• **正文内容**:
:::

Port go AES Encrypt function to node.js

问题

我正在尝试将一个可以通过"SmartView" API控制三星电视的Go程序(https://github.com/McKael/samtv)移植到node.js。

在程序中有一个"AES加密"函数,我在移植到node.js时遇到了问题。

func (s *SmartViewSession) aesEncrypt(plaindata []byte) ([]byte, error) {
	//logrus.Debugf("aesEncrypt(%#v) : '%s'", plaindata, string(plaindata))
	//logrus.Debugf("session ID:  %d", s.sessionID)
	//logrus.Debugf("session key: '%x'\n  %v", string(s.sessionKey), s.sessionKey)

	// 创建密码块
	block, err := aes.NewCipher(s.sessionKey)
	if err != nil {
		return nil, err
	}

	bs := block.BlockSize()
	//logrus.Debugf("block size: %d", bs)

	// 添加填充
	padding := bs - len(plaindata)%bs
	padtext := bytes.Repeat([]byte{byte(padding)}, padding)
	//logrus.Debugf("padding: %d byte(s)", padding)
	plaindata = append(plaindata, padtext...)

	// 加密
	ciphertext := make([]byte, len(plaindata))
	for cipherrange := ciphertext; len(plaindata) > 0; {
		block.Encrypt(cipherrange, plaindata[:bs])
		plaindata = plaindata[bs:]
		cipherrange = cipherrange[bs:]
	}

	//logrus.Debugf("ciphertext: %#v", ciphertext)

:::

• **数据摘录**:
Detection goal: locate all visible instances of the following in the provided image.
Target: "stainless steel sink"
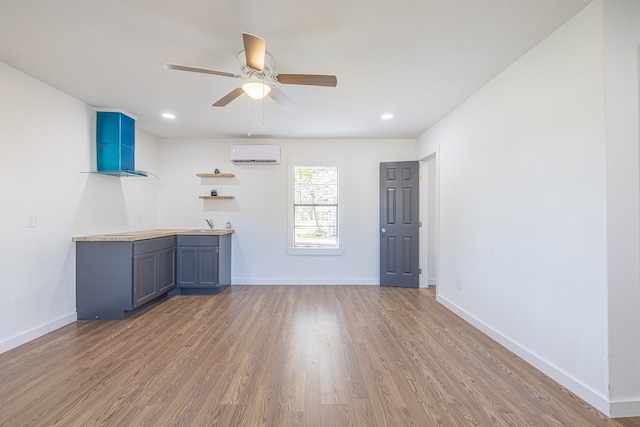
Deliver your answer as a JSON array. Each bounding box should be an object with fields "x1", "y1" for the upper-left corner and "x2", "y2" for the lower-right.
[{"x1": 112, "y1": 231, "x2": 158, "y2": 237}]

:::

• **你的任务**:
1 – 能否把AES加密帖子中从"bs := block.BlockSize()"开始、一直到"block.Encrypt(cipherrange, plaindata[:bs])"为止的部分重新写出,并将其中的"padding"全部替换为"padLen"?
2 – AES加密帖子中的"在程序中有一个"AES加密"函数,我在移植到node.js时遇到了问题。"这句话用英语怎么说?
3 – AES加密帖子在最后一行之后该怎么接着写?请从那里续写下去。
上面的数据与AES加密帖子毫无关联。

• **参考回答**:
1 –
bs := block.BlockSize()
	//logrus.Debugf("block size: %d", bs)

	// 添加填充
	padLen := bs - len(plaindata)%bs
	padtext := bytes.Repeat([]byte{byte(padLen)}, padLen)
	//logrus.Debugf("padLen: %d byte(s)", padLen)
	plaindata = append(plaindata, padtext...)

	// 加密
	ciphertext := make([]byte, len(plaindata))
	for cipherrange := ciphertext; len(plaindata) > 0; {
		block.Encrypt(cipherrange, plaindata[:bs])

2 – The program has an "AES encryption" function, and I ran into problems when porting it to node.js.

3 –
	return ciphertext, nil
}

我现在面临的问题是,我不知道使用了什么算法,或者在我的node.js函数中需要指定的"初始向量"来自哪里:

const SESSION_KEY = "59e8ca4b09f2a19ab5421cf55d604c7c";

var aesEncrypt = ((val, algo = "aes-256-cbc") => {
    let cipher = crypto.createCipheriv(algo, SESSION_KEY, IV);
    let encrypted = cipher.update(val, 'utf8', 'base64');
    encrypted += cipher.final('base64');
    return encrypted;
});

我应该使用crypto.createCipher(...)吗?但它已经被弃用,而且我也感觉填充部分很重要。

我对加密一无所知。任何提示都受欢迎。

注意:在go函数中,s.sessionKey的值与node.js中的SESSION_KEY = "59e8ca4b09f2a19ab5421cf55d604c7c"相同。

英文:

Im trying to port a go program (https://github.com/McKael/samtv) that can control samsung TVs via the "SmartView" API to node.js

In the program is a "AES Encrypt" function that i have trouble with porting to node.

func (s *SmartViewSession) aesEncrypt(plaindata []byte) ([]byte, error) {
	//logrus.Debugf("aesEncrypt(%#v) : '%s'", plaindata, string(plaindata))
	//logrus.Debugf("session ID:  %d", s.sessionID)
	//logrus.Debugf("session key: '%x'\n  %v", string(s.sessionKey), s.sessionKey)

	// Create cipher block
	block, err := aes.NewCipher(s.sessionKey)
	if err != nil {
		return nil, err
	}

	bs := block.BlockSize()
	//logrus.Debugf("block size: %d", bs)

	// Add padding
	padding := bs - len(plaindata)%bs
	padtext := bytes.Repeat([]byte{byte(padding)}, padding)
	//logrus.Debugf("padding: %d byte(s)", padding)
	plaindata = append(plaindata, padtext...)

	// Encrypt
	ciphertext := make([]byte, len(plaindata))
	for cipherrange := ciphertext; len(plaindata) > 0; {
		block.Encrypt(cipherrange, plaindata[:bs])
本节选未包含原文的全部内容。